== Data records ==
╔══

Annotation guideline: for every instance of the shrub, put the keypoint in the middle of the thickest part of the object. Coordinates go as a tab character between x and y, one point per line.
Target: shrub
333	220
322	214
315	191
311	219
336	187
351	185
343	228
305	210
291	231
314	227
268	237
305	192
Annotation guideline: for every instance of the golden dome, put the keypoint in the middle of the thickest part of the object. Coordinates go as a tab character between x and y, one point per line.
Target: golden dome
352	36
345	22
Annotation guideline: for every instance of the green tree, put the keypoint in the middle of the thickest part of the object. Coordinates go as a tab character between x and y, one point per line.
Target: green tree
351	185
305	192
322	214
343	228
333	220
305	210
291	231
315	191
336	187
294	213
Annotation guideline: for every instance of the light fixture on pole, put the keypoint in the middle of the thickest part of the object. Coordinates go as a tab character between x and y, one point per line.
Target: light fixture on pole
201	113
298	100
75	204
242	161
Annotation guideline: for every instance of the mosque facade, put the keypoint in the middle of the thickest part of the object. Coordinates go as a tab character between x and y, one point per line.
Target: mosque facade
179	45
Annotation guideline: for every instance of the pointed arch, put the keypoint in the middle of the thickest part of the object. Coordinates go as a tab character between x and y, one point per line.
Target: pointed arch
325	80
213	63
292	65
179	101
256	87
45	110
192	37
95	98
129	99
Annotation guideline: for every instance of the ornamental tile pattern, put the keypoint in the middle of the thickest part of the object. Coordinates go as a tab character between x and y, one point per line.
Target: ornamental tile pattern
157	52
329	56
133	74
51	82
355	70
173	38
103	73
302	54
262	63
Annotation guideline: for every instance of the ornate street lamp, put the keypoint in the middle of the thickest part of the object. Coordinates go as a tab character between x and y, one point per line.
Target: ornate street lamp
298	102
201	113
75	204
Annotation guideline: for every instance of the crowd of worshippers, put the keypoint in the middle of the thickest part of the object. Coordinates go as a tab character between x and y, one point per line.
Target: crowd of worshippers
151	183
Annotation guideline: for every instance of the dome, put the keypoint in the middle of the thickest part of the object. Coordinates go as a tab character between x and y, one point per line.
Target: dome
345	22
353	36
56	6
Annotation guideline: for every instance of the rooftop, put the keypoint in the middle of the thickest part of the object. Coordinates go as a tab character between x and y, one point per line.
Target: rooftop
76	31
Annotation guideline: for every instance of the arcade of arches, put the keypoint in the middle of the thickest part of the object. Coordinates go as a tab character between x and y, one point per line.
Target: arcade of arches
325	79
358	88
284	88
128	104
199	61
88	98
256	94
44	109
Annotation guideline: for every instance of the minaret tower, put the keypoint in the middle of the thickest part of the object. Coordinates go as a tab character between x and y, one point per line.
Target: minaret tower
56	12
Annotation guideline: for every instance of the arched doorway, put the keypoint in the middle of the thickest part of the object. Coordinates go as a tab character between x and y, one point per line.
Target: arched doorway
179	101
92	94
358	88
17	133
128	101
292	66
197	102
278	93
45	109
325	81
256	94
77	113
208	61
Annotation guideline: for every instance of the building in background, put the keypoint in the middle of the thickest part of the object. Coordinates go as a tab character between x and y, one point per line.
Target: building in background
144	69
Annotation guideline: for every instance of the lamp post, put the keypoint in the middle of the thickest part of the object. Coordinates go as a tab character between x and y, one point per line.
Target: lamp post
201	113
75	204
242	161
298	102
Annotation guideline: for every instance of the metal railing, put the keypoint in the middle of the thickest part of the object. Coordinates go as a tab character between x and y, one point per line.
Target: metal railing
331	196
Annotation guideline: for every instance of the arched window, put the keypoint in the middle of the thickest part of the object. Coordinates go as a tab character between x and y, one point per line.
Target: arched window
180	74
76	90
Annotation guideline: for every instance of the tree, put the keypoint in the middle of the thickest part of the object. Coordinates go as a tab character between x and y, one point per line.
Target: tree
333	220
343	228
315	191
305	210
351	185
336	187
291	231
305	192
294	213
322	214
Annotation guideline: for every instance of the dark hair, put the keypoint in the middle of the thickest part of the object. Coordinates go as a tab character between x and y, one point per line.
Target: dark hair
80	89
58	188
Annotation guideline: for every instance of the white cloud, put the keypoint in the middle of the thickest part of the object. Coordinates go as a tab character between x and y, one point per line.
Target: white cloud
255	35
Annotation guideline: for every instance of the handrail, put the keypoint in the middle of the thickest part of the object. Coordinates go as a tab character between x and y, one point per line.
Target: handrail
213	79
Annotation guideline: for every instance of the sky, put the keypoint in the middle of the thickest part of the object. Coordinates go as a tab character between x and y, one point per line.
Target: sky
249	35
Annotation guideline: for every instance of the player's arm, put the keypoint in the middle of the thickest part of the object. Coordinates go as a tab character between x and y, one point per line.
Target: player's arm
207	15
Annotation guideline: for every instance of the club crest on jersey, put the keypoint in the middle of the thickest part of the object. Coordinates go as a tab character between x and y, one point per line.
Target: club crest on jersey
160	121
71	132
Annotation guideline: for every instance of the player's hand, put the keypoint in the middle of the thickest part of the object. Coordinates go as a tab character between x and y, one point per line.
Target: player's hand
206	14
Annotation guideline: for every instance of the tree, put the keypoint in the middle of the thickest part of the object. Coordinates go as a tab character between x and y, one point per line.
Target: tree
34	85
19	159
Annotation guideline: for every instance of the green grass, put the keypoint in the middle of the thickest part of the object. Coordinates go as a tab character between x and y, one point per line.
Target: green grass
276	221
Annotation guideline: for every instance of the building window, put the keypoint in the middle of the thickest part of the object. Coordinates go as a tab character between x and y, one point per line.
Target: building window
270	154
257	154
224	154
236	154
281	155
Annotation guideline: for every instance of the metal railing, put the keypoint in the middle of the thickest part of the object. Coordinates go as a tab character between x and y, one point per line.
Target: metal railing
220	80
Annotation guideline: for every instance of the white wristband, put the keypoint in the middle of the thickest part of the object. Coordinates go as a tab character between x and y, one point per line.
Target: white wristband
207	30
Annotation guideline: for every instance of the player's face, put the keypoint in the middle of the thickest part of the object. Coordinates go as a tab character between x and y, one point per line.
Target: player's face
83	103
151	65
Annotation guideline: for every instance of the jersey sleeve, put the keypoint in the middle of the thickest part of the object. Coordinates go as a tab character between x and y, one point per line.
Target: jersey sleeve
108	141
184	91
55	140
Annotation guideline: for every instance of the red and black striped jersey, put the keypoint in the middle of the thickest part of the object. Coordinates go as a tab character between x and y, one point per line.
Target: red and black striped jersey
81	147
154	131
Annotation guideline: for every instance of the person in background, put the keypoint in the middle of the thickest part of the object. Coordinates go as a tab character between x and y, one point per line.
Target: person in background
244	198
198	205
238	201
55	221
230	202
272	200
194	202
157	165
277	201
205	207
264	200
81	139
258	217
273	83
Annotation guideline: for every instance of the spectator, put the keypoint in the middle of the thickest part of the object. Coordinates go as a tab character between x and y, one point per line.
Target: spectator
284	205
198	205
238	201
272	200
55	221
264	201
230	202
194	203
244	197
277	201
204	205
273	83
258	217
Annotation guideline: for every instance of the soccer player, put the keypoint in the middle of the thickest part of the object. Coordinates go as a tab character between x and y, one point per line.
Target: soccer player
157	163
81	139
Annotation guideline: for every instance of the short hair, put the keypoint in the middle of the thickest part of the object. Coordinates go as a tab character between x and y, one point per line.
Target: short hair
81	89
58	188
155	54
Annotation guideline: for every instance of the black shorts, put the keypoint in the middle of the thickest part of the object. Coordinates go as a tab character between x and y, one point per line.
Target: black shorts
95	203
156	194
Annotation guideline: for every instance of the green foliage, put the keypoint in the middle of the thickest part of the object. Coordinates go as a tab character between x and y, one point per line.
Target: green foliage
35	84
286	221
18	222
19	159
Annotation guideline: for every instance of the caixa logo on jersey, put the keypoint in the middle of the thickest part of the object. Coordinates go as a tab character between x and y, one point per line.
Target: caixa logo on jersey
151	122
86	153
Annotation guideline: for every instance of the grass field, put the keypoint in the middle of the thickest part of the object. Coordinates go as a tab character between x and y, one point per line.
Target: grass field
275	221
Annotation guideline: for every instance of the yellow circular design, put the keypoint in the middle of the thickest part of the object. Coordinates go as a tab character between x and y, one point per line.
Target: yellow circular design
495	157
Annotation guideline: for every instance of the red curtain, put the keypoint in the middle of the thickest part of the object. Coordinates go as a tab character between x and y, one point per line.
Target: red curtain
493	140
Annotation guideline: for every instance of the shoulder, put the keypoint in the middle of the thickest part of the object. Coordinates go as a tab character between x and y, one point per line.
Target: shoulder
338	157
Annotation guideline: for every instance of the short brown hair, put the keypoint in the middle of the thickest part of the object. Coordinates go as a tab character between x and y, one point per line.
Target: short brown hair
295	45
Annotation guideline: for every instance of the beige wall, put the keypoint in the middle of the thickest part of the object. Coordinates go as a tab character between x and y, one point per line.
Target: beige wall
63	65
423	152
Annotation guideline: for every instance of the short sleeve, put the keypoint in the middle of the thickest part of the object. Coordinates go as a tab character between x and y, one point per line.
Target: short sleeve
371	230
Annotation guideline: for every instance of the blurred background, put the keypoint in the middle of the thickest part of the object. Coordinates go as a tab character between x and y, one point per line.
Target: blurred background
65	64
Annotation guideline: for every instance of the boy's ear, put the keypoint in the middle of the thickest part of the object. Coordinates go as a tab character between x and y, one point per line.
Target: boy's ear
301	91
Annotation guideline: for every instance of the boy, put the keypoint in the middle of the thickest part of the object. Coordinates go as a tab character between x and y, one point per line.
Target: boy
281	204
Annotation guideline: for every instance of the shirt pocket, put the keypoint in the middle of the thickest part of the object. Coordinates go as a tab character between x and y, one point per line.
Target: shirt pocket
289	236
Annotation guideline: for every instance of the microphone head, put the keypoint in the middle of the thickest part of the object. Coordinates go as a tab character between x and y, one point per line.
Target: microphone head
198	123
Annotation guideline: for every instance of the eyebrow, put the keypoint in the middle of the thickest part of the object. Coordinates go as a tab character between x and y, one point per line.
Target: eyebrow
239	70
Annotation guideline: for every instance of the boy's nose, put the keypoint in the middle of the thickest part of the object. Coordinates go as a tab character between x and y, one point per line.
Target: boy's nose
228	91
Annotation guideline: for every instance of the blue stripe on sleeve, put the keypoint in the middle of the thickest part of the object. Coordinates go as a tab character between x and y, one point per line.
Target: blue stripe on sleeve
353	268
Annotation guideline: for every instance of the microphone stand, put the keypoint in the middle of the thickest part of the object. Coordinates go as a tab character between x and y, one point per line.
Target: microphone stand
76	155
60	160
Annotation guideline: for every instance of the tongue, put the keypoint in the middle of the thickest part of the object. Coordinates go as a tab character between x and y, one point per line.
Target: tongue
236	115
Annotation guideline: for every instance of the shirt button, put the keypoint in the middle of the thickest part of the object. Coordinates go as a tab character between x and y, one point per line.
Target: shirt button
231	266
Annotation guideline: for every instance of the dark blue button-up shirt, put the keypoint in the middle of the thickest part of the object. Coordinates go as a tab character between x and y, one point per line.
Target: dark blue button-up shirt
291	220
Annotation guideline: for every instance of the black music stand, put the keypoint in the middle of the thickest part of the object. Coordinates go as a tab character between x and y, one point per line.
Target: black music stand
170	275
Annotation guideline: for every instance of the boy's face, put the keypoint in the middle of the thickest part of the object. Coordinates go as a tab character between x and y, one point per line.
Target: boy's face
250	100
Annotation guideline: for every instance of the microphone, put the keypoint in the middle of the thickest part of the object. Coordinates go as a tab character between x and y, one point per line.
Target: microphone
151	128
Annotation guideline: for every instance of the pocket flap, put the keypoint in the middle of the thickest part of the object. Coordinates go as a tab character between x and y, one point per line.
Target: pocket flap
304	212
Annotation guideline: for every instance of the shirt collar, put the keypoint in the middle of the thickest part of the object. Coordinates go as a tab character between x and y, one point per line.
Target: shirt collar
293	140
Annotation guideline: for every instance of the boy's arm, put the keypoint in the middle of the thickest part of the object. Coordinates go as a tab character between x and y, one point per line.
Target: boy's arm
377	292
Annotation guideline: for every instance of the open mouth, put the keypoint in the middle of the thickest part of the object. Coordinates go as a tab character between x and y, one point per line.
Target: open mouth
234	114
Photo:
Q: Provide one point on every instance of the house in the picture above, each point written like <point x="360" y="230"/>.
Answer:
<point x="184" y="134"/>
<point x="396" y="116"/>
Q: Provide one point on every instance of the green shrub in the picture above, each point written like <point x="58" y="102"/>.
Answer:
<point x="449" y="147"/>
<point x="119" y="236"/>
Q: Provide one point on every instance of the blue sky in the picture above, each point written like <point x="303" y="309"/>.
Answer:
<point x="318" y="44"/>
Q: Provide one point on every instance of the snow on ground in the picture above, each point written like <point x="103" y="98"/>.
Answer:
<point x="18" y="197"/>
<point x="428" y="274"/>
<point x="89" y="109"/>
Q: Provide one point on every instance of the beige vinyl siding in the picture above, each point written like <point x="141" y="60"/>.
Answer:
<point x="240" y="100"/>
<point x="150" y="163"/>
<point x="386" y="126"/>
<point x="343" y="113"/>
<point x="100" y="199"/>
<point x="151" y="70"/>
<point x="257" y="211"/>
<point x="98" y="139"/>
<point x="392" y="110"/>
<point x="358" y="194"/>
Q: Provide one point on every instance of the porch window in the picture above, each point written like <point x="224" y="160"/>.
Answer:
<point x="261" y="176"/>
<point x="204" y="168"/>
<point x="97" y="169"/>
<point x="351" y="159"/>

╚══

== ABOUT THIS TASK ==
Tally the lines in the data that contain the string "above". Report only the total.

== RESULT ==
6